[Start of section]
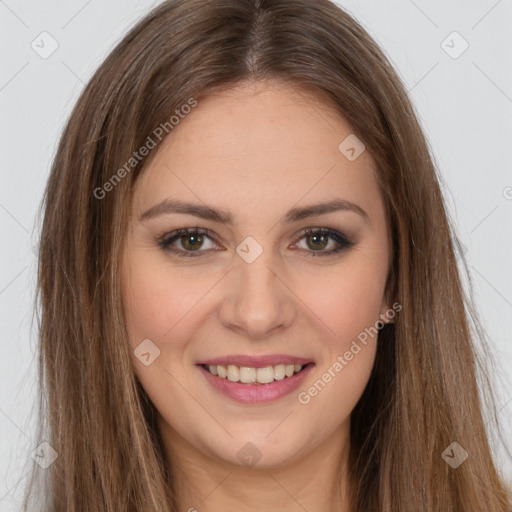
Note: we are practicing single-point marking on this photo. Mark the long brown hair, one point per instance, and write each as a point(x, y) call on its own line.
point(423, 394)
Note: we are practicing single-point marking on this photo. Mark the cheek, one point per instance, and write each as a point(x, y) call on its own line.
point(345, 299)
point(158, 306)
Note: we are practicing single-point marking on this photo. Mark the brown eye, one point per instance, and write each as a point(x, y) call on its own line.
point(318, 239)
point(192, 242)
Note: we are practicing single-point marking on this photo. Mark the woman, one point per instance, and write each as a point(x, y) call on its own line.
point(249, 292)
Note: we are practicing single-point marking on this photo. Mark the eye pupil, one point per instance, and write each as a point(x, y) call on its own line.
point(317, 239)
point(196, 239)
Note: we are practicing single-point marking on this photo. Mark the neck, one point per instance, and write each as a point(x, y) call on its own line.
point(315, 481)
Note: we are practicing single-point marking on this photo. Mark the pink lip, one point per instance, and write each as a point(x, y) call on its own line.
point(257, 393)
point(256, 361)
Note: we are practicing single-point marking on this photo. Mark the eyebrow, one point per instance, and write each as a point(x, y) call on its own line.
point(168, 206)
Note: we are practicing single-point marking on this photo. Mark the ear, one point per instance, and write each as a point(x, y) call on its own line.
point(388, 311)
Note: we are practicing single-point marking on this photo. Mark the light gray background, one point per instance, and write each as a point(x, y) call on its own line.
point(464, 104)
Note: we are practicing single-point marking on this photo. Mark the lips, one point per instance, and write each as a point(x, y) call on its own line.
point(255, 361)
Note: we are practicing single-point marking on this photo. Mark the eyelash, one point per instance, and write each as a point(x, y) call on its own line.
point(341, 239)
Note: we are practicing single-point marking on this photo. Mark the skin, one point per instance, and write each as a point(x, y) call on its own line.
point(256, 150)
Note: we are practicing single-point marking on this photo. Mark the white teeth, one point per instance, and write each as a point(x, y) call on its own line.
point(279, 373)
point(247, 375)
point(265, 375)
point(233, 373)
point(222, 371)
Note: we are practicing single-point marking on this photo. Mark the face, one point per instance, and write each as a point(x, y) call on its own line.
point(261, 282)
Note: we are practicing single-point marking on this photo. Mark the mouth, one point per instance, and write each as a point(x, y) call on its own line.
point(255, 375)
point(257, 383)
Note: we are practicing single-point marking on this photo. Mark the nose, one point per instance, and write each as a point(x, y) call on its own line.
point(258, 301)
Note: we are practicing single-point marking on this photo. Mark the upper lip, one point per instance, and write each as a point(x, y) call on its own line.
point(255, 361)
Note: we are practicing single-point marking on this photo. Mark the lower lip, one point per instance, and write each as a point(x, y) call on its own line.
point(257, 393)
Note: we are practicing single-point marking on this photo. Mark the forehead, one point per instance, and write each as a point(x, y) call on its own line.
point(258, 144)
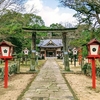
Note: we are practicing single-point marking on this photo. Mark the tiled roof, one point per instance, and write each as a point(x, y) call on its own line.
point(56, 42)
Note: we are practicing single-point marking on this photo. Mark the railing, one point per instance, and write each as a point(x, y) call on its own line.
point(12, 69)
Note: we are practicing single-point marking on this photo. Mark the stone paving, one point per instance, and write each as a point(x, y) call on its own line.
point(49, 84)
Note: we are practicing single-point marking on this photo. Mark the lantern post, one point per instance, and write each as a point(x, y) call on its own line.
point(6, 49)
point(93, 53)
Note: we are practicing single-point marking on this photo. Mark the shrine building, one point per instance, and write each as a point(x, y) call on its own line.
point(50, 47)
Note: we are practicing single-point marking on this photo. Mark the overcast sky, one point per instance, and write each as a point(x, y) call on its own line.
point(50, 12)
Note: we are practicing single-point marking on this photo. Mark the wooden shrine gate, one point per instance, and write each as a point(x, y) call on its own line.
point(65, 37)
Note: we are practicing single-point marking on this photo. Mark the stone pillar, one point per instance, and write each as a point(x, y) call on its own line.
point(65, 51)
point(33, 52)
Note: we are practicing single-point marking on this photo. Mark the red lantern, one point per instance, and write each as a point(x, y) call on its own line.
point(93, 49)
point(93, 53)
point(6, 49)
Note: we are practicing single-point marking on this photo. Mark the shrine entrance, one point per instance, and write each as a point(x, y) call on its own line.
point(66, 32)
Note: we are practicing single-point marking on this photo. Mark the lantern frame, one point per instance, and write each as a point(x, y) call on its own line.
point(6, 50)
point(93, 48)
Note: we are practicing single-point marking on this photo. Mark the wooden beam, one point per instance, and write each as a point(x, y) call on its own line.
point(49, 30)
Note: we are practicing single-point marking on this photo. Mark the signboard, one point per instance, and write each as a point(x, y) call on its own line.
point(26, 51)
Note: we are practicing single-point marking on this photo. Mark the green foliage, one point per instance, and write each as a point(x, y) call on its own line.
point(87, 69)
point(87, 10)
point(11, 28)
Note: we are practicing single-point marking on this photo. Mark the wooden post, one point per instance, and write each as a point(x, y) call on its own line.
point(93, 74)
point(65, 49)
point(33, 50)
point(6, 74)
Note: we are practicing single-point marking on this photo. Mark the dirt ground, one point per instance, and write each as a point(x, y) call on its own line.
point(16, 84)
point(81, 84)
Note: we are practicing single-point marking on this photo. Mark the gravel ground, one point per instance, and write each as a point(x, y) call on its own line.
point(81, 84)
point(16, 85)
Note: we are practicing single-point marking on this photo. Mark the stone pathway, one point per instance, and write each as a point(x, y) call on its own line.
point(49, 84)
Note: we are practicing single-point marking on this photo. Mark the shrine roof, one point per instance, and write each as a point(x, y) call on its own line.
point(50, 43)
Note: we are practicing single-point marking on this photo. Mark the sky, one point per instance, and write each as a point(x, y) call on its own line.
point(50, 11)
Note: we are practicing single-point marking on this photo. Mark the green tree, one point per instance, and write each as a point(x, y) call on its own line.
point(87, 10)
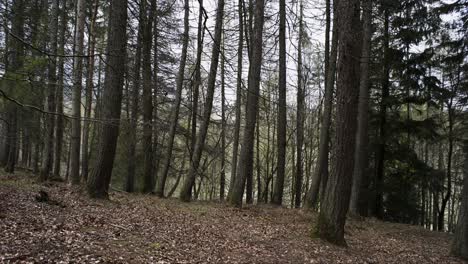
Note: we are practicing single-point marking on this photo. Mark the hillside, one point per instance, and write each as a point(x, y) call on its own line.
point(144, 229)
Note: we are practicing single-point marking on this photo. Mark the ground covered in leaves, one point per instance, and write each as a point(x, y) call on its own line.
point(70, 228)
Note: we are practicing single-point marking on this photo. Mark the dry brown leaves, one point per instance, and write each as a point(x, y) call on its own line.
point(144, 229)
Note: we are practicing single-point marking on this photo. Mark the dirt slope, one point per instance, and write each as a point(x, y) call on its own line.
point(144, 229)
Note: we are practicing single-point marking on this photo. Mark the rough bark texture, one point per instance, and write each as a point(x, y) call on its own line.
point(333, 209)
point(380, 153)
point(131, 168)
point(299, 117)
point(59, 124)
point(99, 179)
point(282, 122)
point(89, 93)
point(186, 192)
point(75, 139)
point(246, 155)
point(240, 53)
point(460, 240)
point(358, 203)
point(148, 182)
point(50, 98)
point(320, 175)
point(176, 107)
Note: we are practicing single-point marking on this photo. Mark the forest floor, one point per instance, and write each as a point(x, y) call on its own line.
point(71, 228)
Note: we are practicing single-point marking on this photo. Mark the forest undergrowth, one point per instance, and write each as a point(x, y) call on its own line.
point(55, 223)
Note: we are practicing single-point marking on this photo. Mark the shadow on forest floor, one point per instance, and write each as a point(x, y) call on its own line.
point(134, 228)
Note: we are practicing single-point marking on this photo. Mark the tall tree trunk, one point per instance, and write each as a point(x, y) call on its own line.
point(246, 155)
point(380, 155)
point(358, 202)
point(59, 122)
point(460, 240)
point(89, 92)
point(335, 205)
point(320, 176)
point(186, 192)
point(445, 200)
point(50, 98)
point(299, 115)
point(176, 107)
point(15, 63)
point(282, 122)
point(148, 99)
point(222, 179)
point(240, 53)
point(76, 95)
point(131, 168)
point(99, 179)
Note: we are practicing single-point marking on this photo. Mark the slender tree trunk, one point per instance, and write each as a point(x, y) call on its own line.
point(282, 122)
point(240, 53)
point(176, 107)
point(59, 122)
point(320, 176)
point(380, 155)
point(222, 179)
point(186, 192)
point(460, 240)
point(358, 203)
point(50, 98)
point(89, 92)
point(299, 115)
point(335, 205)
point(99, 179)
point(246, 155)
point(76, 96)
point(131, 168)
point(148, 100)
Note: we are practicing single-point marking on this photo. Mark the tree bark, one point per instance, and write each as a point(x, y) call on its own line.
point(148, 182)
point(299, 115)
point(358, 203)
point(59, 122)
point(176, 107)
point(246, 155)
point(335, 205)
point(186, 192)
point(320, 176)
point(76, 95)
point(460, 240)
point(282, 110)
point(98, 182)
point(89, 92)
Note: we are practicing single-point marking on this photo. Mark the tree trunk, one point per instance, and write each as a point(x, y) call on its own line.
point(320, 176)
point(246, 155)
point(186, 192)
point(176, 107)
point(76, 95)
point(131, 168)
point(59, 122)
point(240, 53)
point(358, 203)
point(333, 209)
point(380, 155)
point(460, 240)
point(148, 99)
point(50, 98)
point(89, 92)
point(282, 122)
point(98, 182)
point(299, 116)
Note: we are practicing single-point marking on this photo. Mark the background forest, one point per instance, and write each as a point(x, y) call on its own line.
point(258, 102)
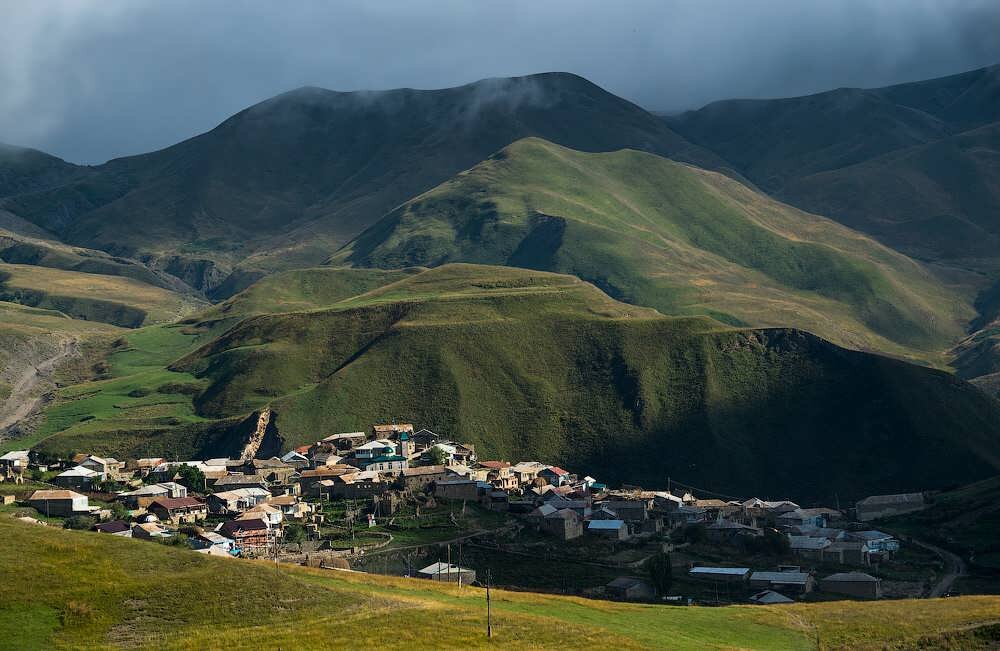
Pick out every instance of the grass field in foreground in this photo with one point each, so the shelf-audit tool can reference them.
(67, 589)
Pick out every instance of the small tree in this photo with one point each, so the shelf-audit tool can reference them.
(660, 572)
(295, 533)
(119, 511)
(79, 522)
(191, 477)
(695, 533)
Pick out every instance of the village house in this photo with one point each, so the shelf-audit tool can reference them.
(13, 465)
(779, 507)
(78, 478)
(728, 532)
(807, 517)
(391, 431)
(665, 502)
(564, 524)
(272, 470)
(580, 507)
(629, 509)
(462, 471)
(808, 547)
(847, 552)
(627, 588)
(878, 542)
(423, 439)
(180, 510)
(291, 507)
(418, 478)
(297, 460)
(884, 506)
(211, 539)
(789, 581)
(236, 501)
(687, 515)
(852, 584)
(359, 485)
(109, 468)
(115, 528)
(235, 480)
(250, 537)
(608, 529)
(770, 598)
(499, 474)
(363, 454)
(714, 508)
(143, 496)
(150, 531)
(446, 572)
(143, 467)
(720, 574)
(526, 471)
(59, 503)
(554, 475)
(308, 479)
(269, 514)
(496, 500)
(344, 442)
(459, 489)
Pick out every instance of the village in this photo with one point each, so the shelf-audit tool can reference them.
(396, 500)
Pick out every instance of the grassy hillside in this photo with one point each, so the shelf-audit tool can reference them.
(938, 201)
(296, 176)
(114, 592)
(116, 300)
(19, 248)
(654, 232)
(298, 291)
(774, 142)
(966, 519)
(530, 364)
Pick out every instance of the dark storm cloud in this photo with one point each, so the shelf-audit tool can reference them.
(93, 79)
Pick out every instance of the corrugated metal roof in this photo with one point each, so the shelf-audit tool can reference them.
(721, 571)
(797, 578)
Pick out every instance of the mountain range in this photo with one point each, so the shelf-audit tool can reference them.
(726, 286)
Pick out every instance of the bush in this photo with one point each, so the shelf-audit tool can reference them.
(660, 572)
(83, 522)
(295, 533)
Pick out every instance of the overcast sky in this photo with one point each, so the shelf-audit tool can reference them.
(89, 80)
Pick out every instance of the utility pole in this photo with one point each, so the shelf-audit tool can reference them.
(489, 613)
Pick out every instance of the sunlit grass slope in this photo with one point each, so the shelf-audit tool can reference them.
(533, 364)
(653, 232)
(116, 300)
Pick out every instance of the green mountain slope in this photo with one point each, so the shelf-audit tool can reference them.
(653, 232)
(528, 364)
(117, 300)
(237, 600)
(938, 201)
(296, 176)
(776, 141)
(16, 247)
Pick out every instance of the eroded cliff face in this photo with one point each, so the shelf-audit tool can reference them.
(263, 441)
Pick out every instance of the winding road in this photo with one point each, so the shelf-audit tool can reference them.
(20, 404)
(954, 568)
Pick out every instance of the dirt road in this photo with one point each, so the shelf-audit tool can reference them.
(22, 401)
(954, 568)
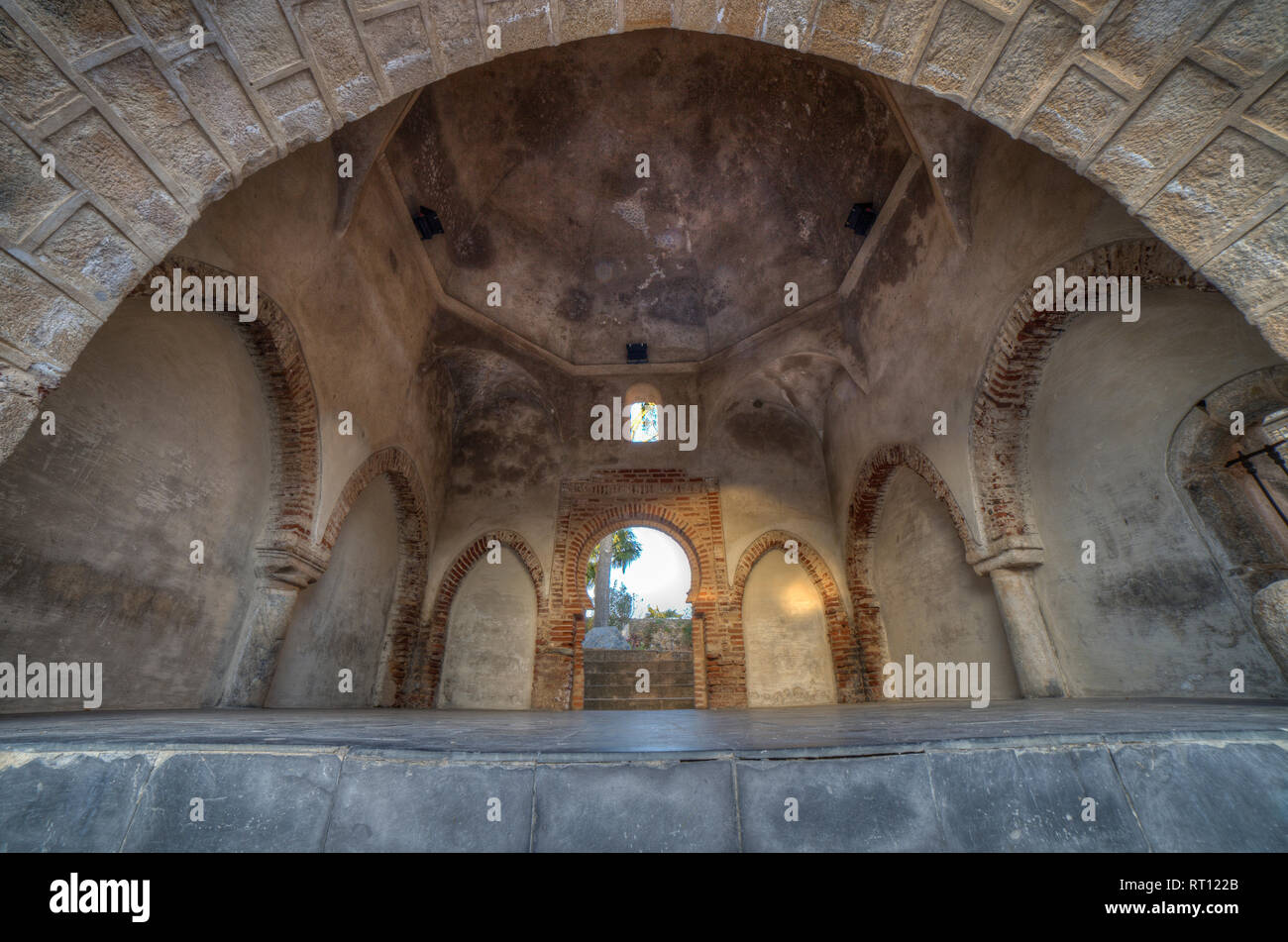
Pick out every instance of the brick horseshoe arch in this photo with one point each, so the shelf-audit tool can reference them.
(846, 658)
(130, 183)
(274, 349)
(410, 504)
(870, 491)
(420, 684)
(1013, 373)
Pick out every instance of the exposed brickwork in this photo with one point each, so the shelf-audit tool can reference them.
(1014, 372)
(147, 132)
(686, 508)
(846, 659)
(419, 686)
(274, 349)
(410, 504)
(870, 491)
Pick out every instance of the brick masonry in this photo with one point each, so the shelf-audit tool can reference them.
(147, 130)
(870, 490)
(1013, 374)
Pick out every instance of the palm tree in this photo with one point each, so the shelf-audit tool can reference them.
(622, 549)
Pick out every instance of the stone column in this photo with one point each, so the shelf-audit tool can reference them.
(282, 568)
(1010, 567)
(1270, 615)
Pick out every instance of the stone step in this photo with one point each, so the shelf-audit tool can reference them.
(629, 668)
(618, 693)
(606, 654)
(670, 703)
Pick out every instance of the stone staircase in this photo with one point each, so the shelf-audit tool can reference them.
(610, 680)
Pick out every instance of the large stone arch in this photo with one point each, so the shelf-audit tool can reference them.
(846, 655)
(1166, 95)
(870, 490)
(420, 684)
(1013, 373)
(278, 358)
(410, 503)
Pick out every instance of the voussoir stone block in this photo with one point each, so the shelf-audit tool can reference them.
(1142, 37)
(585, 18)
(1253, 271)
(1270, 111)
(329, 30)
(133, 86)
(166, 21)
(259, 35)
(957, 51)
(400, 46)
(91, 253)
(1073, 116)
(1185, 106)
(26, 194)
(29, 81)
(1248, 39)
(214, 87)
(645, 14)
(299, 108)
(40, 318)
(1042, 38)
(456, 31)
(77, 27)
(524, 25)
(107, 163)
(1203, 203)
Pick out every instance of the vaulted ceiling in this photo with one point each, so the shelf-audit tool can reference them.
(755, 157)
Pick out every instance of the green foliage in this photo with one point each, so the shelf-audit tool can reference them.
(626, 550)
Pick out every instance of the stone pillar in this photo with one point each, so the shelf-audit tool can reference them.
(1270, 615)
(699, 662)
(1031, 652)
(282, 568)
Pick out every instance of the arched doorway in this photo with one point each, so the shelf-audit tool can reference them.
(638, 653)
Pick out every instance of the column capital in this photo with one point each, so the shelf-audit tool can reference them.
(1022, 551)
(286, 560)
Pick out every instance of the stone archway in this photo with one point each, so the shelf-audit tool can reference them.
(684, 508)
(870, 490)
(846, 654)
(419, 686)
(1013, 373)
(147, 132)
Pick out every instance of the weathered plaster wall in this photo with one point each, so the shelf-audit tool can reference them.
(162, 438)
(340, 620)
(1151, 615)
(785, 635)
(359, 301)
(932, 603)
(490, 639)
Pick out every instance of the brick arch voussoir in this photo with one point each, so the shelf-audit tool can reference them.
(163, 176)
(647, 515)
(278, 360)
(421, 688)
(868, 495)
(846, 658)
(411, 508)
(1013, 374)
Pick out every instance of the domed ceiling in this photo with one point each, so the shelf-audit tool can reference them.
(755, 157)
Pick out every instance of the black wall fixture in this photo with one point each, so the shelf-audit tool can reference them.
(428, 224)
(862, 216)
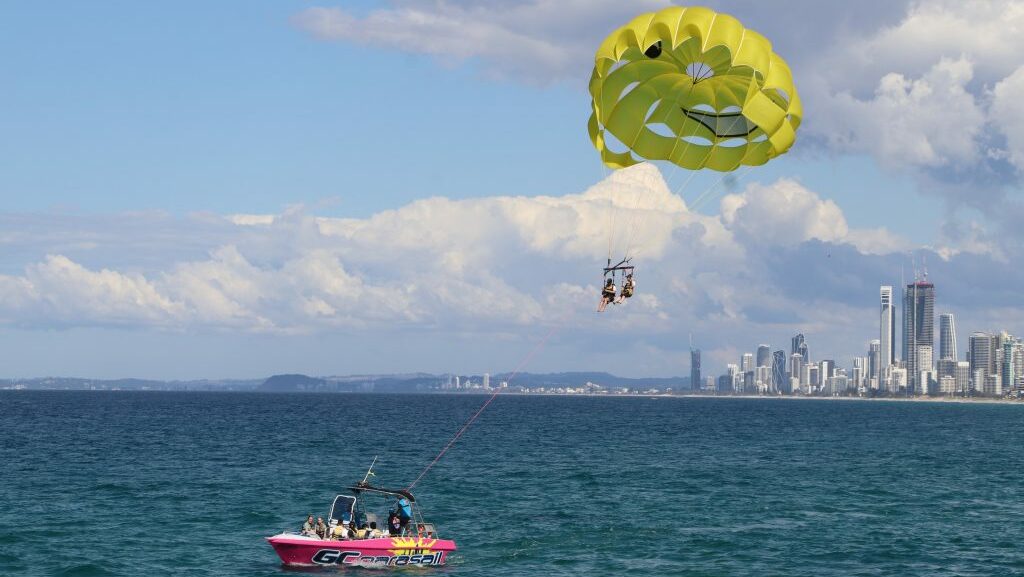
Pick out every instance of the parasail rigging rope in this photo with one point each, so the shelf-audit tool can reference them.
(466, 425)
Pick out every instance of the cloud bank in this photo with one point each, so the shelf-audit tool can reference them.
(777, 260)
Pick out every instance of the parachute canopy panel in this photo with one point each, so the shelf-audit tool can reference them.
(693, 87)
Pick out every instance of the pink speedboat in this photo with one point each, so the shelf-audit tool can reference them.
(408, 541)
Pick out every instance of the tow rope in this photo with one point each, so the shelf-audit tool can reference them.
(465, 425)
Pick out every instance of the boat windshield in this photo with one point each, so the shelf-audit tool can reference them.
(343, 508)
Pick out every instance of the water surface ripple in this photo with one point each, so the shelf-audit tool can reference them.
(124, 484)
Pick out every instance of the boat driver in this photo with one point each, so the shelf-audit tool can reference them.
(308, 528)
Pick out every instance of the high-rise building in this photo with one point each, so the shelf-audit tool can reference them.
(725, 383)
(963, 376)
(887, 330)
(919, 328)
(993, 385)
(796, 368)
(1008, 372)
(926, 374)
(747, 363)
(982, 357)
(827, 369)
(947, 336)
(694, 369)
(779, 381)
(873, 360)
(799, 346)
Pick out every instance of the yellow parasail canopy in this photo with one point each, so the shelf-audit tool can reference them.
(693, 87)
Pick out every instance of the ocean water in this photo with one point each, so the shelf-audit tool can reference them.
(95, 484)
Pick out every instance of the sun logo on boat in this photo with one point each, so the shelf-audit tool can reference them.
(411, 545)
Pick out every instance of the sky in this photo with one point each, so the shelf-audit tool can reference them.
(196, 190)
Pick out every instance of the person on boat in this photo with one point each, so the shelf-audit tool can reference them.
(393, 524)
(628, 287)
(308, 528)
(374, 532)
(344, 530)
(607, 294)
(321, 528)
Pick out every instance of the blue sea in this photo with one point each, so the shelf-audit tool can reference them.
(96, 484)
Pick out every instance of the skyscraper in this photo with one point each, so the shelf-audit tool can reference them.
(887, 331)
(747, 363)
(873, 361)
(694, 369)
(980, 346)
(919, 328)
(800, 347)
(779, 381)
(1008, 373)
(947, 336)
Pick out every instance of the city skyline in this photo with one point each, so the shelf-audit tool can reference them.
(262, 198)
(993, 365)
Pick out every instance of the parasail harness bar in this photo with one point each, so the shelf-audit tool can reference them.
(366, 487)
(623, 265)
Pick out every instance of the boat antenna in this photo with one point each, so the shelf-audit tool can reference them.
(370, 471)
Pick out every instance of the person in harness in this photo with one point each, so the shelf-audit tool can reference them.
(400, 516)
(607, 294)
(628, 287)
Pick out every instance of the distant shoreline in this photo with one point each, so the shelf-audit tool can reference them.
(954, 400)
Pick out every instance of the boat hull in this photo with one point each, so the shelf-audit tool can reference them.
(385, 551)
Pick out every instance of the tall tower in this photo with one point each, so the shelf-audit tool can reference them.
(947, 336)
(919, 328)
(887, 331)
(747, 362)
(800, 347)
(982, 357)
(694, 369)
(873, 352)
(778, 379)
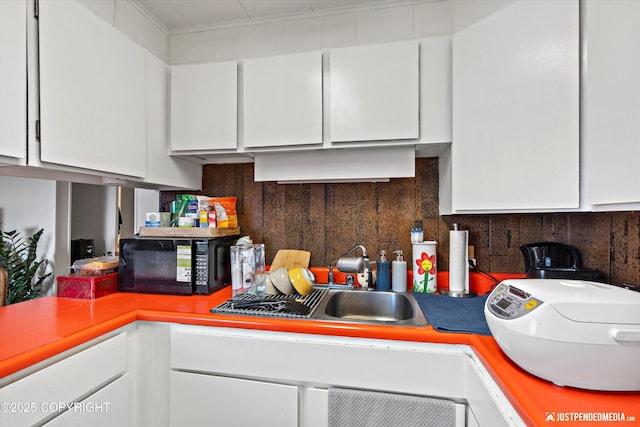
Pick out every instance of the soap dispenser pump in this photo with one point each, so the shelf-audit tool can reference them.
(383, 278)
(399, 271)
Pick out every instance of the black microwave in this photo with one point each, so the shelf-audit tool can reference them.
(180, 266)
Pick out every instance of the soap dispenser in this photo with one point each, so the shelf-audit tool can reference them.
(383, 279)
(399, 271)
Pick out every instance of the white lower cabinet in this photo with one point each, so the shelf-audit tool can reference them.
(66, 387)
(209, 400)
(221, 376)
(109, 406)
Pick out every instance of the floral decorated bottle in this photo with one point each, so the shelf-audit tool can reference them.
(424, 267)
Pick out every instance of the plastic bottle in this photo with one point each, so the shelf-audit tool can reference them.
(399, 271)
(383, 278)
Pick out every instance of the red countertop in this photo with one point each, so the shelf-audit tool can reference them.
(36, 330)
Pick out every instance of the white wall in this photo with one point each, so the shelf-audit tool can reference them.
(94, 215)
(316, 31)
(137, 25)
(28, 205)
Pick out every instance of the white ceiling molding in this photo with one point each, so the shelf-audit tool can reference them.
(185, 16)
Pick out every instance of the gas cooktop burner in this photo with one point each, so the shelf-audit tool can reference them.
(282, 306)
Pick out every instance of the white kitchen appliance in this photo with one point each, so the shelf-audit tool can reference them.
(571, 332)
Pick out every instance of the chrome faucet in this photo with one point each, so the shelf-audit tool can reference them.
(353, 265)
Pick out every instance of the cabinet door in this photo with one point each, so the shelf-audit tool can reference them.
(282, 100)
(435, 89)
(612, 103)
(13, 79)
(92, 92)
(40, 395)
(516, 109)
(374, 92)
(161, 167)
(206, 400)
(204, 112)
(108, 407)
[End of section]
GOAL OF THE EXERCISE: Repeat exactly, and only, the lines from the line containing "Pick out every instance of the white lower" through the last line of the records above, both included.

TASK ANSWER:
Pick out every instance of the white lower cabinet in this photo with one point each, so the shelf-audit tool can reference them.
(66, 387)
(209, 400)
(221, 376)
(109, 406)
Pick out every instance of the floral decorated bottle in this photo with one point each, so the shelf-audit tool can reference them.
(424, 267)
Pick out every instance of the plastic bottle in this photo with one point each, so the shelf-audit tool can reference them.
(399, 271)
(383, 278)
Pick out every instance of the red countertop in this photo with one point each, so the shelf-audit tool can reference them.
(36, 330)
Pick out every instance of the white wall in this photo with one point each, so the shelf-audit tool can reference them.
(94, 215)
(316, 31)
(137, 25)
(28, 205)
Pick out every instance of the white ceiling molding in this photo with one point each, so the shelf-audit tool can reference them.
(185, 16)
Pick out every instance of the gas cooktop burner in this photo with one point each, so the shelf-audit tool can reference them.
(282, 306)
Pick out every instance of the white kitchen appliance in this photo with one point each, so the shelf-audit tool can reference them.
(571, 332)
Pick out every instance of the chrome faucet in this photo with one point each, so the shelf-audit tool can reference them.
(353, 265)
Pick out every instance of the cabinet door in this photo with one point each, so the shelf-audit tool can reference them.
(282, 100)
(435, 89)
(612, 103)
(13, 79)
(92, 92)
(40, 395)
(516, 109)
(374, 92)
(161, 167)
(206, 400)
(204, 112)
(108, 407)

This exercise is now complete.